● What the task asks: Reproduce the lines below word for word, leaving out the pictures.

● Records to use:

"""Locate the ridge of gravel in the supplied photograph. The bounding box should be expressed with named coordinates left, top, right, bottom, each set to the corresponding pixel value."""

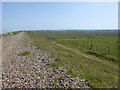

left=2, top=32, right=91, bottom=88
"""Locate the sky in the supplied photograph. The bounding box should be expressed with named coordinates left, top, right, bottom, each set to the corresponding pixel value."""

left=2, top=2, right=118, bottom=33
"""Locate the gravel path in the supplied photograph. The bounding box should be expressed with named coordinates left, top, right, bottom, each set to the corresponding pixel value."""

left=2, top=32, right=90, bottom=88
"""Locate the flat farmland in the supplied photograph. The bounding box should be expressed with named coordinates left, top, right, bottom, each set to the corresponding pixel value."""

left=26, top=31, right=119, bottom=88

● Solution:
"""Locate the ridge of gravel in the supplied photograph. The bounding box should be expressed with named coordinates left, top, right, bottom, each set to the corresponding pixel value."""


left=2, top=32, right=91, bottom=88
"""Locate the sky in the supplied photograph. The bounding box should be expressed with named coordinates left, top, right, bottom, each set to the corresponding pixel value."""

left=2, top=2, right=118, bottom=33
"""Locate the gravel path in the supplied photograph. The bounding box should be expressed with named coordinates left, top, right, bottom, each set to the corresponding pixel value."""

left=2, top=32, right=90, bottom=88
"""Locate the flat farmland in the supplied photograph. The bounding box should be expressed with named coordinates left, top, right, bottom, each set to the corresponding pixel value."""

left=26, top=31, right=119, bottom=88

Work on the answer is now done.